[START OF Text provided]

They also need to know how databases and workstations work, to make sure they’re performing optimally. IS managers are often “on call” in case any IT issues arise, meaning there is always a chance of working weekends, nights or holidays.
To qualify for this job, you’ll need a bachelor’s degree in a tech field, plus critical thinking and communication skills. It’s also valuable to understand how customers experience technology at different touch points.
Construction supervisors are responsible for overseeing teams of people working on various building projects.
A considerable proportion of their work is administrative, such as monitoring quality control, preparing estimates, creating employee and project schedules, and reviewing building designs. These tasks are not that different from leading a platoon or company in the military.
Officers and Non-Commissioned Officers often balance these responsibilities in high-pressure environments, making them ideal for this challenging job. Other niche skills, knowledge and even certification in heavy equipment operation, electricity, plumbing or other specialties can be an asset as well.
A construction supervisor is often given a budget to work with and proceeds from there, acquiring all labor and materials within the budget while ensuring that the work and materials are up to standards.
Construction supervisors work directly with clients, so customer service skills are also important. The ability to multitask is imperative for a construction supervisor, as well as having a cool head under pressure.
Planning is the key to operational success on the battlefield. Military leadership is trained to understand the short-term and long-term tasks in order to accomplish a mission. This foresight and tenacity for planning are skills that would make for a great career as a financial advisor.
Financial advisors work with clients to help them achieve their short-term and long-term financial goals, such as home renovation, college funding, or retirement. Advisors typically work at banks or insurance companies, where clients come to find help in choosing investments and to ask questions about laws related to investments.
A bachelor’s degree in a related field is a requirement for this position. You may also have to pass various exams before being hired. You’ll need computer skills, as well as good communication skills with people. You’ll need to know federal, state, and local laws that apply to the job and industry.
Aerospace Program Manager
Working on a military airfield requires you to understand the capabilities of a wide range of aircraft. From the Osprey to the M-35, airfield personnel need to understand how these machines fly and how to service and maintain them to keep them operational.
Besides the aircraft, keeping track of the pilots, mechanics, flight line crew, and the logistics make airfield personnel ideal aerospace program managers. These managers are responsible for leading aerospace projects. They are expected to know the essentials of air transport, airport operations, and revenue management.

[END OF Text provided]

### What is asked
• a. Answer these from the career text, one line each:
(i) What degree do information systems (IS) managers need?
(ii) Where do financial advisors typically work?
(iii) Which two aircraft does the text name?
• b. Reproduce the passage of the career text that begins with "A bachelor’s degree in a related" and continues through "job and industry.", word for word.
• c. List every administrative task of construction supervisors that the career text names.

[START OF Record list]

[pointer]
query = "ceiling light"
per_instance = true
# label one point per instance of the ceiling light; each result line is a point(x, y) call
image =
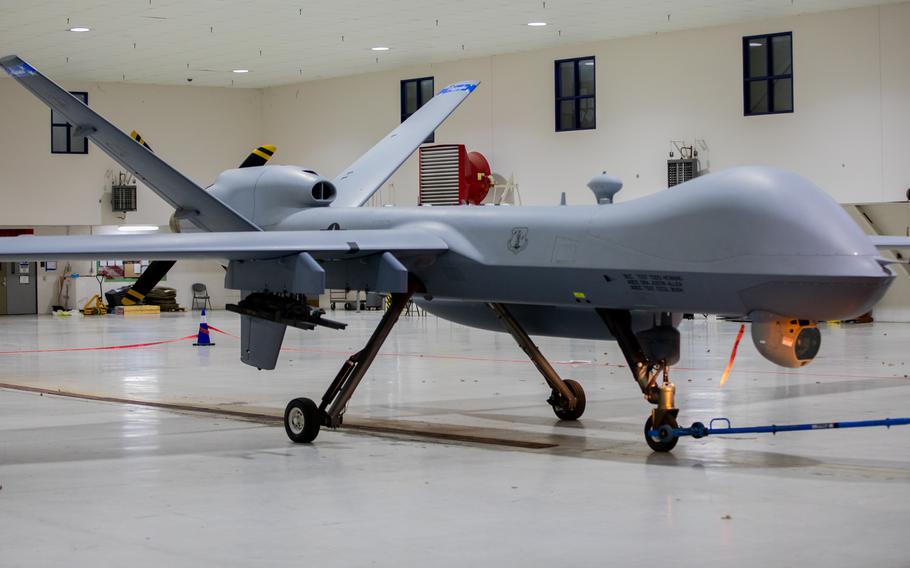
point(137, 228)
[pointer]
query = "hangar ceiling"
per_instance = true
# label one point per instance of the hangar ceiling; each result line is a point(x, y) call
point(280, 42)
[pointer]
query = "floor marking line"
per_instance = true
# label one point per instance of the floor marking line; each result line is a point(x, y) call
point(363, 425)
point(99, 348)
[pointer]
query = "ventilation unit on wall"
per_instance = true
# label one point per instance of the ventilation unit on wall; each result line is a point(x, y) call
point(681, 170)
point(685, 167)
point(450, 175)
point(123, 194)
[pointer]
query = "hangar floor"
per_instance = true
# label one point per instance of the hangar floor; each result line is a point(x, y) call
point(87, 482)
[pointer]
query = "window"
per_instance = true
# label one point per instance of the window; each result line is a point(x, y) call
point(414, 94)
point(62, 139)
point(768, 74)
point(575, 94)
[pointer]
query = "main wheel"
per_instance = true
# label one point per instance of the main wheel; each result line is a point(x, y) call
point(664, 441)
point(301, 420)
point(562, 410)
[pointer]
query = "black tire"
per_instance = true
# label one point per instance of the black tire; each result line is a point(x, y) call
point(660, 443)
point(563, 412)
point(302, 420)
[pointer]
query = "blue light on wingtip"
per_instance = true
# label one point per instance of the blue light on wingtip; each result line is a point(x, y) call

[END OF Record list]

### Solutions
• a.
(i) A bachelor's degree in a tech field.
(ii) At banks or insurance companies.
(iii) The Osprey and the M-35.

• b.
A bachelor’s degree in a related field is a requirement for this position. You may also have to pass various exams before being hired. You’ll need computer skills, as well as good communication skills with people. You’ll need to know federal, state, and local laws that apply to the job and industry.

• c.
- Monitoring quality control
- Preparing estimates
- Creating employee and project schedules
- Reviewing building designs